▶ _Set problem_:
Please rewrite all the records below, replacing "caster wheel" with "castor wheel" and keeping everything else the same.

▶ _Materials provided_:
=======

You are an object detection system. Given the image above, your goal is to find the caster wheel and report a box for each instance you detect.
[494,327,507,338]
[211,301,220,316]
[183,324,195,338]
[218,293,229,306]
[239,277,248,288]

=======

▶ _Written response_:
You are an object detection system. Given the image above, your goal is to find the castor wheel and report a box for each instance you detect.
[494,327,507,338]
[211,301,220,316]
[183,324,195,338]
[218,293,229,306]
[239,277,248,288]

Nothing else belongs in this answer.